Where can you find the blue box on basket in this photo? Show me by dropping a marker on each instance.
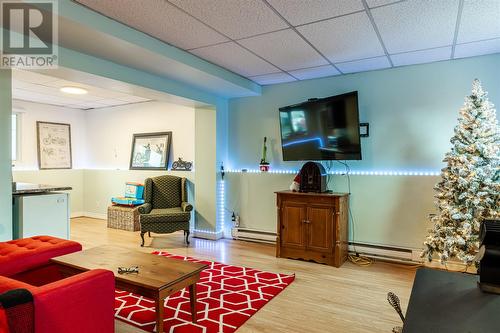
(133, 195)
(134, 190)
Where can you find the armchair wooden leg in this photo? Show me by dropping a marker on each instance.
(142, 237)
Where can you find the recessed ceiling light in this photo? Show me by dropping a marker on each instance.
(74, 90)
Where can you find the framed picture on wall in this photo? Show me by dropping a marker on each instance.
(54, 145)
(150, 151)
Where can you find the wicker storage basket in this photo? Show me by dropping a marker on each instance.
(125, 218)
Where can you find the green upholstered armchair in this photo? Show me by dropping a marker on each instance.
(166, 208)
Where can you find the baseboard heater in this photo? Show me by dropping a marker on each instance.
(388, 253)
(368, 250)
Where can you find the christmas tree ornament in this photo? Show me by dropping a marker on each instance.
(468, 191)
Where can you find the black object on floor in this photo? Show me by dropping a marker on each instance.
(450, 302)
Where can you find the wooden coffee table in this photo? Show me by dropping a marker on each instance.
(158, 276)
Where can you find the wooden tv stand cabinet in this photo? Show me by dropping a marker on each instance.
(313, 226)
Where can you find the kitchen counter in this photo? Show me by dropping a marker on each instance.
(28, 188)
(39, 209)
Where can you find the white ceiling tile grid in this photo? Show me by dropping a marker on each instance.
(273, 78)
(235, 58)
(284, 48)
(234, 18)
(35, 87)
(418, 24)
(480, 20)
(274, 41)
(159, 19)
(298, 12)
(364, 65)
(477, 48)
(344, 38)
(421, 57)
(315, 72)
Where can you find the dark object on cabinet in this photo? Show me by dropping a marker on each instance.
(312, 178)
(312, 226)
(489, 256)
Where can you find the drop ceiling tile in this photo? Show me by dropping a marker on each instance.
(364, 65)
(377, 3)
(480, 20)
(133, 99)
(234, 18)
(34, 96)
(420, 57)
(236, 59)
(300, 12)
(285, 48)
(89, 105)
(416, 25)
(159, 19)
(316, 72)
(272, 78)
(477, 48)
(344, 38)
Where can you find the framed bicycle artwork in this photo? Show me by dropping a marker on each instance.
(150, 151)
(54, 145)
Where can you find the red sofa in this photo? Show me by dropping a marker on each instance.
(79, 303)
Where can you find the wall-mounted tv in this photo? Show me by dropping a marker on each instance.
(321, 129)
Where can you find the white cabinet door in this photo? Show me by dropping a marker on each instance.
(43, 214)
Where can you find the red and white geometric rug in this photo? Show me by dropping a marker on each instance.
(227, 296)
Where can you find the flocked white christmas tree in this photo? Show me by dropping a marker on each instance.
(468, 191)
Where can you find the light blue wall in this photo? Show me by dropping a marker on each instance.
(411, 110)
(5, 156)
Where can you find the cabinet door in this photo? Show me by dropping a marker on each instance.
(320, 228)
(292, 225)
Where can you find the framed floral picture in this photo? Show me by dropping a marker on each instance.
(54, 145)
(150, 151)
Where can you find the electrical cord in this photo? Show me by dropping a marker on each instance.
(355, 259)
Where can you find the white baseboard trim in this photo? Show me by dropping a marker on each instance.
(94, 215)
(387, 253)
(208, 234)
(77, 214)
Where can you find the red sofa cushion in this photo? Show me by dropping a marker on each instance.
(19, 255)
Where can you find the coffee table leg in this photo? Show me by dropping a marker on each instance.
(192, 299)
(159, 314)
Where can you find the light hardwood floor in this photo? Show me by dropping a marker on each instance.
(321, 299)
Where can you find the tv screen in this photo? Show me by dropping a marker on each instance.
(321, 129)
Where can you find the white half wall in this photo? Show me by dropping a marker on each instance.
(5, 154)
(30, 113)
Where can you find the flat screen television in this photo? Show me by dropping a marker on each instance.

•••••

### [TASK REQUIREMENTS]
Leave out every picture and copy the rest of the records exactly.

### [EXERCISE RESULT]
Where can you find the blue box on basket in this photo? Show me by dropping a marker on each instance.
(133, 195)
(134, 190)
Where can you find the armchair wooden leg in this photo? Show me by dropping a marker on each instance.
(142, 237)
Where can you find the recessed ceiling light in this photo? Show me by dropping a marker on each instance.
(74, 90)
Where can you find the framed picture on wall in this photo? Show me by dropping a marker on each instance.
(54, 145)
(150, 151)
Where can you find the wicker storage basket in this photo? Show me by dropping a marker on each instance.
(125, 218)
Where can you find the green upholstered armchair in this photo? Show me by dropping a marker on each instance.
(166, 208)
Where can you find the baseboard heater in this photo? Show me by dropping a marker on each instance.
(388, 253)
(368, 250)
Where can you find the christmas tree ornament in this photo? Show me by dropping a marker on each instance.
(468, 191)
Where can you find the black object on floor in this photo? Show me by dropping a marker on each instance.
(450, 302)
Where can you find the wooden coffee table in this photo? Show me by dropping a marker on each instance.
(158, 276)
Where can you find the wooden tv stand cabinet in this photo? Show me by dropping a marker on each instance.
(313, 226)
Where can you find the kitchen counter in this photo? Show me by dropping a marker on each instance.
(28, 188)
(39, 209)
Where can you find the white ceiling tile grid in this photo? Show me by dropping a marker on each instance.
(273, 78)
(235, 58)
(284, 48)
(234, 18)
(35, 87)
(418, 24)
(480, 20)
(274, 41)
(159, 19)
(298, 12)
(364, 65)
(477, 48)
(344, 38)
(421, 57)
(315, 72)
Where can you find the dark object on cabinet in this photo? Show me by dropping a marker on each instance.
(312, 178)
(312, 226)
(489, 256)
Where can you find the drop ceiling tile in this photo? Show me by dropping a marker on each instance.
(364, 65)
(377, 3)
(480, 20)
(133, 99)
(234, 18)
(34, 96)
(420, 57)
(236, 59)
(300, 12)
(285, 48)
(89, 105)
(416, 25)
(159, 19)
(316, 72)
(272, 78)
(477, 48)
(344, 38)
Where can you find the framed bicycle artwork in this photo? Show me by dropping a marker on each instance.
(150, 151)
(54, 145)
Where can you find the red sofa in this photo? Show me by dropping a marker on each instance.
(79, 303)
Where can you find the wall-mounted tv in this photo? Show me by dropping a marker on each instance.
(321, 129)
Where can you find the white cabinet door in this photo? Show me by dropping a marker on each instance.
(43, 214)
Where can you find the red and white geometric rug in this photo? Show me by dropping a marker on each instance.
(227, 296)
Where can you find the flocked white christmas tree in this photo? Show me by dropping a marker on each instance.
(468, 191)
Where can you find the light blue wall in this photo? Show me by dropping a marker on each instance.
(411, 110)
(5, 156)
Where can you find the cabinet door in this photo? Show me by dropping a marker on each instance.
(320, 228)
(292, 225)
Where can you find the framed floral picture in this photo? Show me by dropping a marker on each instance.
(54, 145)
(150, 151)
Where can you find the electrical cord in this photo? Show me by dropping a marker on each instance.
(355, 259)
Where can you find the white baseboard trim in this photo? Show me by dropping a marker on each instance.
(94, 215)
(387, 253)
(208, 234)
(77, 214)
Where can you find the red sofa cushion in this photo? Show me by dropping a marker on each instance.
(19, 255)
Where can you find the coffee table leg in this photo? Show me by dropping a marker on each instance.
(192, 299)
(159, 314)
Where can you find the light hardwood floor in this photo? Show me by dropping a marker on each instance.
(321, 299)
Where can you find the tv screen in this photo? Show me by dropping a marker on each instance.
(321, 129)
Where can you find the white half wall in this photo? Show me by dropping a marker on each instance.
(5, 154)
(30, 113)
Where can you find the flat screen television in this photo? Show me by dropping a marker on each instance.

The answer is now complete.